[DATA EXCERPTS start]
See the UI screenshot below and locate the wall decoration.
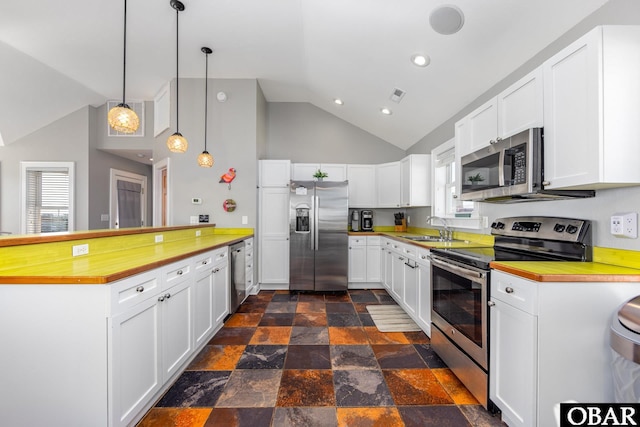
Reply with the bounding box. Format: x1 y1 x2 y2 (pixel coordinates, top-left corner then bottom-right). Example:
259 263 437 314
218 168 236 190
222 199 236 212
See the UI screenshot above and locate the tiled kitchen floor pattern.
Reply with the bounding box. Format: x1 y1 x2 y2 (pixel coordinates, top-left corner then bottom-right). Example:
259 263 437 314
138 290 503 427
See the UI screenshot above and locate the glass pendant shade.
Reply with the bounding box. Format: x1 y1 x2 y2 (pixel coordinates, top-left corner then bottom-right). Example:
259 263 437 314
167 132 189 153
198 150 213 168
107 104 140 133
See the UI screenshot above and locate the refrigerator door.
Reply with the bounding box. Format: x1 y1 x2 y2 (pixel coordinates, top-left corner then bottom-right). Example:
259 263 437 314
289 181 315 291
315 181 349 291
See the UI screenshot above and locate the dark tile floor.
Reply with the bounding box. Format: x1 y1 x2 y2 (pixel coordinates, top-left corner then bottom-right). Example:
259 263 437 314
139 290 502 427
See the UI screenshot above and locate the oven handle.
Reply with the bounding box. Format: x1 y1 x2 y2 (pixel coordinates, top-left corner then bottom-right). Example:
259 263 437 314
429 256 485 281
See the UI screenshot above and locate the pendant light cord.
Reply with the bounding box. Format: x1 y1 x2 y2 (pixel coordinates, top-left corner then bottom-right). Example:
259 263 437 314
122 0 127 104
204 52 209 151
176 5 180 133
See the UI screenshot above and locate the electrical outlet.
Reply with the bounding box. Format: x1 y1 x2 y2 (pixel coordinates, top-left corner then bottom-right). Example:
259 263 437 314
611 212 638 239
73 243 89 256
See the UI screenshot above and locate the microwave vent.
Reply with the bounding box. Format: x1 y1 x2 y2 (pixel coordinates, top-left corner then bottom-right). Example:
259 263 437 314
390 88 407 104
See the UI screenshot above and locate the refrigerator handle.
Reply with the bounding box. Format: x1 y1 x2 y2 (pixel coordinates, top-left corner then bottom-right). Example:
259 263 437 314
312 196 320 251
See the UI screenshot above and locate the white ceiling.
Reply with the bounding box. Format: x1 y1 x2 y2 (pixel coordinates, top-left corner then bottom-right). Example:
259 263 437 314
0 0 607 149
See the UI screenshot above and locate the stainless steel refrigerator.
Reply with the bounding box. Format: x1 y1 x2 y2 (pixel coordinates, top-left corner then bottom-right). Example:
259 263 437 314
289 181 349 291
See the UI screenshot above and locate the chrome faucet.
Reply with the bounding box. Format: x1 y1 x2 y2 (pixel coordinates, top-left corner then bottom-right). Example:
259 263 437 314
427 216 453 242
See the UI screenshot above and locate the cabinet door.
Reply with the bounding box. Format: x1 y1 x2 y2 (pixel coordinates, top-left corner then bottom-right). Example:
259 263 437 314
376 162 400 208
212 264 230 327
258 160 291 188
347 165 377 208
543 31 602 189
159 280 193 381
416 260 431 337
349 242 367 283
461 98 498 156
366 245 382 283
109 298 163 426
498 67 543 138
322 163 347 182
291 163 324 181
402 260 418 316
489 298 538 427
193 265 214 348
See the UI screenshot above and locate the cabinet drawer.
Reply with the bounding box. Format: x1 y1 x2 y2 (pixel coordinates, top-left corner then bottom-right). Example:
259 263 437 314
162 258 193 290
491 270 538 315
111 271 160 314
349 236 367 246
367 236 381 246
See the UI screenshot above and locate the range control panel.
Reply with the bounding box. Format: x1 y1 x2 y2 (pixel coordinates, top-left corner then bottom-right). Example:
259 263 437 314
491 217 591 242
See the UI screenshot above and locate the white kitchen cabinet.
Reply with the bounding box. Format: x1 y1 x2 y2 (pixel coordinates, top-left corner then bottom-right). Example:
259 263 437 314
349 236 381 289
455 67 544 157
291 163 347 182
543 26 640 189
347 165 377 208
349 236 367 283
414 249 431 337
258 187 289 288
400 154 432 207
489 270 640 427
376 162 401 208
258 160 291 188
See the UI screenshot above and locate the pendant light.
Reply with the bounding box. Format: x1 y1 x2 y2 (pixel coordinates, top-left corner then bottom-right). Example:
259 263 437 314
198 47 213 168
107 0 140 133
167 0 189 153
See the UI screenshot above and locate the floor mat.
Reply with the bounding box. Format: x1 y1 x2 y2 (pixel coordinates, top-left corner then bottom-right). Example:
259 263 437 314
367 305 421 332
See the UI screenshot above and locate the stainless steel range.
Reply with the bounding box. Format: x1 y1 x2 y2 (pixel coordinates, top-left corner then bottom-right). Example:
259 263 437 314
430 216 591 408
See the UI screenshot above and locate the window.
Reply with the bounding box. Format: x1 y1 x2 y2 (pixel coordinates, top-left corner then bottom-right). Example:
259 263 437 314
20 162 74 234
431 139 477 228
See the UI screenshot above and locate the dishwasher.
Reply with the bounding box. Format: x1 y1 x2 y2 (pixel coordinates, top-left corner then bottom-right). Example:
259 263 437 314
229 241 247 314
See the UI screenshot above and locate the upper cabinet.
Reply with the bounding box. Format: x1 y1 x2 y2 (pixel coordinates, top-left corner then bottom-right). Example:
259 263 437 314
455 67 543 156
347 165 378 208
258 160 291 187
543 26 640 189
400 154 432 207
291 163 347 181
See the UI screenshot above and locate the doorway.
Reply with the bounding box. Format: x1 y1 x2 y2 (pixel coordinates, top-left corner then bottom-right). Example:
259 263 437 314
109 169 147 228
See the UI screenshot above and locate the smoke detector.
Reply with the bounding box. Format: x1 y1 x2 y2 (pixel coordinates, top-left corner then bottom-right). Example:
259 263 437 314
389 88 407 104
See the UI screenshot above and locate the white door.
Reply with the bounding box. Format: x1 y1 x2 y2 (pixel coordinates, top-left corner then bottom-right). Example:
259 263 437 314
109 168 147 228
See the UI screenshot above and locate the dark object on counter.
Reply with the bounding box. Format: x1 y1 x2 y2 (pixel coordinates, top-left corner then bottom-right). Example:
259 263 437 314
360 210 373 231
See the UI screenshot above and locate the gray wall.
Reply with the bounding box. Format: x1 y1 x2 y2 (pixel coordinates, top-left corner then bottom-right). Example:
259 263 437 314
262 102 405 164
407 0 640 250
153 79 264 227
0 107 89 234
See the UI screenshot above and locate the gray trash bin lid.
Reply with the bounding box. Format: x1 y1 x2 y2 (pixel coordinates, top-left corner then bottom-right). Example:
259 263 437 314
611 295 640 363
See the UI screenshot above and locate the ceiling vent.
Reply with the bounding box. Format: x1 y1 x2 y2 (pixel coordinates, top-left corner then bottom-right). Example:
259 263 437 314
390 88 407 104
107 100 144 136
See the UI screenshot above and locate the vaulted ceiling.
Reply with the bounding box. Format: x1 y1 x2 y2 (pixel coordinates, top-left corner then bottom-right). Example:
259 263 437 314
0 0 607 149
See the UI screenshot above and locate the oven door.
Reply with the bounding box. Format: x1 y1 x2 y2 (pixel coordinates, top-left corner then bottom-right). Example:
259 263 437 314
430 254 489 371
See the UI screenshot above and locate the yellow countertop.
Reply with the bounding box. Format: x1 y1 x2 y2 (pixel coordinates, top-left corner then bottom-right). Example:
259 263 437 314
0 232 253 284
491 261 640 282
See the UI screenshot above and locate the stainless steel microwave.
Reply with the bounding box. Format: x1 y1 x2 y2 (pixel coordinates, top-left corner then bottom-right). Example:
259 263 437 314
460 128 595 203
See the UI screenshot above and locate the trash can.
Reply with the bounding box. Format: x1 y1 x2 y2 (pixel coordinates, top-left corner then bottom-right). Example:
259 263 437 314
611 295 640 403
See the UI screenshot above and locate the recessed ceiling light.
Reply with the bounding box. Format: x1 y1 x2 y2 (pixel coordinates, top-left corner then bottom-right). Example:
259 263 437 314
411 53 431 67
429 6 464 35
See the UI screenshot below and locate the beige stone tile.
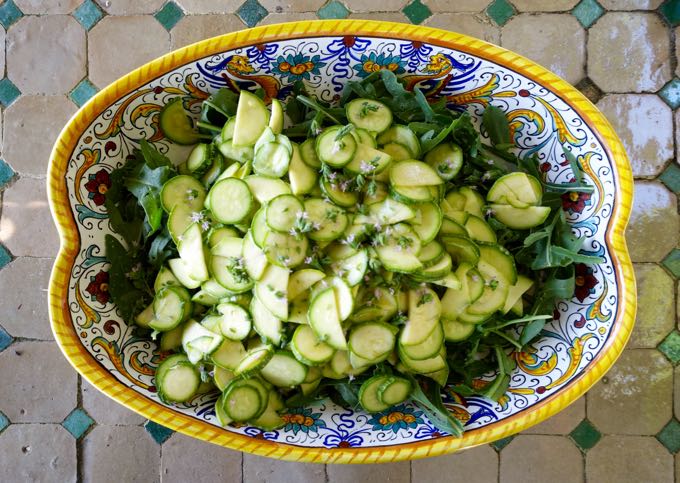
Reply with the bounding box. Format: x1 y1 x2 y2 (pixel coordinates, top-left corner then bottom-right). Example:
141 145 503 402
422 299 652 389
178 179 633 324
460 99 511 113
175 0 243 14
6 15 85 94
0 178 59 258
14 0 82 15
82 426 160 483
422 0 491 13
0 342 78 422
342 0 408 12
410 445 498 483
424 13 501 44
587 349 673 435
88 16 170 87
80 379 145 426
161 433 242 483
501 13 586 84
170 15 245 49
597 94 673 176
512 0 579 12
243 453 326 483
3 96 78 176
347 12 410 23
596 0 663 10
626 181 680 262
499 435 583 483
258 0 326 13
524 396 586 434
586 436 673 483
258 12 318 25
0 424 77 483
0 257 54 340
95 0 166 15
326 461 411 483
588 12 671 92
628 263 675 349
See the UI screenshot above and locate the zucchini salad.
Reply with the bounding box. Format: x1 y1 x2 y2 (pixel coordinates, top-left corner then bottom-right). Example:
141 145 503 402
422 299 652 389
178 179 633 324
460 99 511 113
106 70 601 436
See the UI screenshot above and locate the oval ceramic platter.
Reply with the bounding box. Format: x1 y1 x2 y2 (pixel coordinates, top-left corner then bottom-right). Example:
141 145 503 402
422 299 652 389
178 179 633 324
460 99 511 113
48 21 635 463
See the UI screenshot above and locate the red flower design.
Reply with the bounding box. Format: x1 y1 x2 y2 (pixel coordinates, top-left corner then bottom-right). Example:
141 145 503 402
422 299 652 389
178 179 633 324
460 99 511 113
85 270 109 304
574 263 598 302
85 169 111 206
562 191 591 213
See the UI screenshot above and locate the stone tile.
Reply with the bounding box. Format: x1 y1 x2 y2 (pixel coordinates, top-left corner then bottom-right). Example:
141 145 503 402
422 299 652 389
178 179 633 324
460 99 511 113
597 94 673 177
96 0 166 15
342 0 406 12
258 12 322 25
7 15 86 94
0 342 78 424
626 181 680 262
326 461 411 483
524 397 586 434
499 435 583 483
424 13 501 44
0 424 77 483
88 16 170 88
259 0 332 13
501 13 586 84
599 0 663 10
243 453 326 483
175 0 243 14
81 426 160 483
0 178 59 258
586 436 673 482
587 349 673 435
410 445 498 483
588 12 671 92
170 15 244 49
628 263 675 349
512 0 579 12
3 96 77 176
0 257 54 340
80 379 144 426
161 433 242 483
14 0 82 15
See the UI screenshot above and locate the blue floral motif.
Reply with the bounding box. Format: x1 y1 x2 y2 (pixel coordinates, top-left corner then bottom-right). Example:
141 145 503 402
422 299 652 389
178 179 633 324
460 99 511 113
272 53 326 82
354 52 406 77
368 404 424 434
281 408 326 434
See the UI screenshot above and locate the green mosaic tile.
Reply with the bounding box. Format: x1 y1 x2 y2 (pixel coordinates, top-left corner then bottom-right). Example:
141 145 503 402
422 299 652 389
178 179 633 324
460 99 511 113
656 418 680 454
0 0 24 30
0 412 9 433
661 248 680 278
658 330 680 365
0 159 14 189
659 0 680 27
73 0 104 30
236 0 269 27
61 408 94 439
571 0 604 28
657 78 680 109
402 0 432 25
154 0 184 30
0 327 14 352
0 77 21 107
316 0 349 20
68 79 98 107
486 0 515 25
659 163 680 194
491 436 515 451
569 419 602 451
144 421 174 444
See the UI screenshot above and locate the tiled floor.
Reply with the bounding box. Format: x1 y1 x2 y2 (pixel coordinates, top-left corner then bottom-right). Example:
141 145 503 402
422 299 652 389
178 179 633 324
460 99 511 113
0 0 680 483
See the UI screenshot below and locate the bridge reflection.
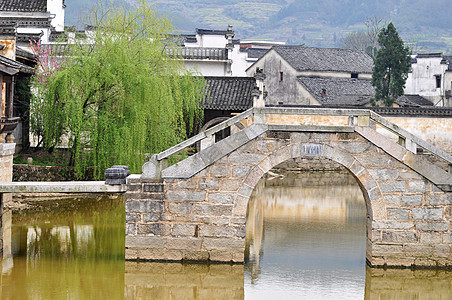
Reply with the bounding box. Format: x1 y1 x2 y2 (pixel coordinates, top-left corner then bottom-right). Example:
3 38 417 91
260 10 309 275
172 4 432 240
0 191 452 300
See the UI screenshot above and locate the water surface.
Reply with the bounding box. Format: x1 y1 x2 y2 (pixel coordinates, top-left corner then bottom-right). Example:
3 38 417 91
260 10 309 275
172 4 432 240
0 172 452 299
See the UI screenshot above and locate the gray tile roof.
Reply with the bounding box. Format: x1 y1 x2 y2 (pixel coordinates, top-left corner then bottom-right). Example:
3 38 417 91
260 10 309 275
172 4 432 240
297 76 375 106
0 55 33 74
166 47 228 60
247 48 270 59
395 95 433 107
272 46 373 73
0 0 47 12
443 55 452 71
201 76 256 110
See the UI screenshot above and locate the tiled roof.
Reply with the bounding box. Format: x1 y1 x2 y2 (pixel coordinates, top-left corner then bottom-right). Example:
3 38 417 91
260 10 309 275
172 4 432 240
0 55 33 74
0 0 47 12
272 46 373 73
297 76 375 106
247 48 269 59
166 47 228 60
201 76 256 110
443 55 452 71
395 95 433 107
196 28 227 35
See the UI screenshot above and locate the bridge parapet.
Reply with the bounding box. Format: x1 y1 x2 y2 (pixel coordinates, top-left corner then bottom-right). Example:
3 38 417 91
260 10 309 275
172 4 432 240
142 107 452 190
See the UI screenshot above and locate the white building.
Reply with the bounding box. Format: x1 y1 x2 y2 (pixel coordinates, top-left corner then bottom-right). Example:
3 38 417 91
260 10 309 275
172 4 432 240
404 53 452 106
169 26 283 77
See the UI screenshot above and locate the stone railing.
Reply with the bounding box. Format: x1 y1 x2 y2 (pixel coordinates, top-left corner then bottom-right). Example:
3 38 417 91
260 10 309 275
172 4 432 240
143 107 452 181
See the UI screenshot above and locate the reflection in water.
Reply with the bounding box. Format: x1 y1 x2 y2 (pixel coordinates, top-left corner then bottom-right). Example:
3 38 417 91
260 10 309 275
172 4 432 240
245 173 366 299
0 173 452 300
124 262 244 300
365 267 452 300
0 209 14 274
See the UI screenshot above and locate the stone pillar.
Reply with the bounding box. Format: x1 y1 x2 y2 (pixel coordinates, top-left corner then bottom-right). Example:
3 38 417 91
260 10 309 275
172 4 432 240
[DATA EXCERPTS end]
> EXERCISE OBJECTIVE:
Copy the listing's lines again, starting at the line that has "See the UI screenshot above and locate the trash" and ending after the line that has "429 6 464 35".

> ANSWER IN FULL:
See the UI screenshot above and locate the trash can.
Reply with the bounding box. Format: x1 y1 x2 y2 (pixel coordinates, top-left corner then bottom-right). Example:
259 263 437 314
611 295 640 403
See the UI screenshot above and locate the recessed ceiling light.
Reply with the bounding box. Format: x1 y1 x2 y2 (pixel coordinates, top-left corner then bottom-right). Example:
259 263 437 314
411 53 431 67
429 6 464 35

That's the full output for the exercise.